Arbeitsauftrag> Geben Sie bitte an, wie viele Zeilen der folgenden Datensätze die Zeichenfolge „positive“ enthalten. Nennen Sie nur die Zahl.

Auszüge aus den Datensätzen>
++++++

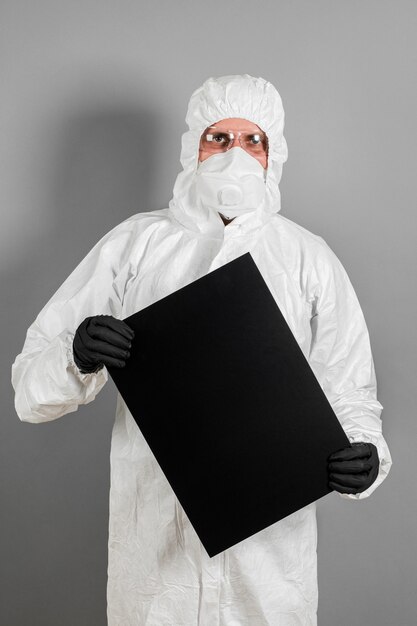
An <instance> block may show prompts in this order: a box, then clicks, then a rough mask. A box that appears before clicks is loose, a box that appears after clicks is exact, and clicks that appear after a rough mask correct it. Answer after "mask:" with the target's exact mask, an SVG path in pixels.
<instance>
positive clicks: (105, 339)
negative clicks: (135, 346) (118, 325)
mask: <svg viewBox="0 0 417 626" xmlns="http://www.w3.org/2000/svg"><path fill="white" fill-rule="evenodd" d="M88 335H89V337H90V339H93V340H94V341H96V342H98V341H100V342H104V343H108V344H109V345H111V346H115V347H117V348H121V349H122V350H129V349H130V347H131V345H132V342H131V340H130V339H128V338H126V337H124V336H123V335H120V334H119V333H117V332H115V331H114V330H112V329H111V328H107V327H106V326H92V327H90V328H89V329H88Z"/></svg>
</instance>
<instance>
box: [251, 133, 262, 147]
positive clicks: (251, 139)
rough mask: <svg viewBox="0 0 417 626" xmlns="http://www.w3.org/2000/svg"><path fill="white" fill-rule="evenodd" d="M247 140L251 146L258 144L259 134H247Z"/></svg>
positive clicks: (260, 142) (260, 141)
mask: <svg viewBox="0 0 417 626" xmlns="http://www.w3.org/2000/svg"><path fill="white" fill-rule="evenodd" d="M249 141H250V143H251V144H252V145H253V146H259V144H260V143H262V140H261V136H260V135H259V134H255V135H249Z"/></svg>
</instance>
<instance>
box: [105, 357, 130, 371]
mask: <svg viewBox="0 0 417 626" xmlns="http://www.w3.org/2000/svg"><path fill="white" fill-rule="evenodd" d="M100 362H101V363H103V365H105V366H106V367H118V368H120V367H125V365H126V361H123V360H122V359H116V358H114V357H112V356H108V355H103V357H102V360H101V361H100Z"/></svg>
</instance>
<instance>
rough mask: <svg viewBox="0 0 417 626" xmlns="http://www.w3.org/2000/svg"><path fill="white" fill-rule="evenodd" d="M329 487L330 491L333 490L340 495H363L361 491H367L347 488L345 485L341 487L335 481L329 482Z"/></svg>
mask: <svg viewBox="0 0 417 626" xmlns="http://www.w3.org/2000/svg"><path fill="white" fill-rule="evenodd" d="M329 487H330V489H333V490H334V491H337V492H338V493H347V494H356V493H361V491H365V489H362V490H358V489H357V488H356V487H346V486H344V485H339V483H335V482H333V481H330V482H329Z"/></svg>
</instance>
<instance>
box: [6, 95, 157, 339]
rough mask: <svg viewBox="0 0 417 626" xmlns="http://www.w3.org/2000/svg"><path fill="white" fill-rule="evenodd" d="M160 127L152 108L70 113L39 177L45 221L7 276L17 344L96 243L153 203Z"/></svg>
mask: <svg viewBox="0 0 417 626" xmlns="http://www.w3.org/2000/svg"><path fill="white" fill-rule="evenodd" d="M155 127H156V123H155V119H154V116H153V115H152V113H151V112H150V111H147V110H140V109H127V110H123V109H121V108H111V109H103V108H98V109H97V110H96V111H94V110H92V109H91V107H89V109H88V111H87V112H84V113H83V112H82V111H80V112H78V114H77V115H73V116H72V117H71V118H68V119H67V120H66V121H65V122H64V124H63V125H62V129H61V131H60V135H59V136H58V137H57V138H54V140H53V143H52V145H53V149H52V151H51V154H50V155H48V159H47V160H46V162H45V169H44V171H45V176H44V180H43V181H40V183H39V184H40V185H42V186H43V187H44V189H46V192H45V195H44V197H46V198H47V204H48V217H47V218H46V219H47V220H48V221H47V223H46V222H45V224H44V229H43V230H42V236H41V237H39V236H37V237H36V238H34V239H33V240H32V241H31V244H32V245H30V246H26V249H25V250H24V251H23V255H22V256H21V257H20V262H19V264H18V265H15V266H14V267H13V269H12V271H11V273H9V274H8V275H6V276H3V278H2V280H3V281H4V282H3V285H4V287H3V288H5V289H6V290H7V291H6V292H7V293H9V292H11V296H12V297H11V299H10V300H9V302H8V307H10V308H9V314H10V313H12V316H13V317H14V318H15V319H16V312H17V311H20V312H22V315H21V316H20V315H19V319H16V325H15V330H16V331H17V332H18V338H17V339H18V344H17V346H19V347H18V350H20V346H21V343H22V342H23V339H24V336H22V332H23V333H24V332H25V330H26V328H27V326H28V324H30V323H31V322H32V321H33V319H34V317H35V316H36V315H37V313H38V312H39V310H40V309H41V308H42V307H43V305H44V304H45V303H46V301H47V300H48V299H49V297H50V296H52V294H53V293H54V292H55V291H56V289H57V288H58V287H59V286H60V284H61V283H62V282H63V280H64V279H65V278H66V277H67V276H68V275H69V274H70V273H71V272H72V270H73V269H74V268H75V267H76V266H77V265H78V263H79V262H80V261H81V260H82V258H83V257H84V256H85V255H86V254H87V253H88V251H89V250H90V249H91V248H92V247H93V245H94V244H95V243H96V242H97V241H98V240H99V239H100V238H101V237H102V236H103V235H105V234H106V233H107V232H108V231H109V230H111V229H112V228H113V227H114V226H116V225H117V224H119V223H120V222H122V221H123V220H124V219H126V218H127V217H129V216H130V215H133V214H134V213H138V212H142V211H147V210H149V202H148V196H149V184H150V180H151V179H152V175H151V174H152V171H153V158H154V152H153V141H152V137H153V136H154V133H155V132H156V131H155ZM48 161H49V162H48ZM35 210H36V207H35ZM44 215H45V214H44ZM42 219H43V220H45V217H43V218H42ZM28 305H29V306H28ZM25 312H26V314H25Z"/></svg>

++++++

Ergebnis der Übung> 3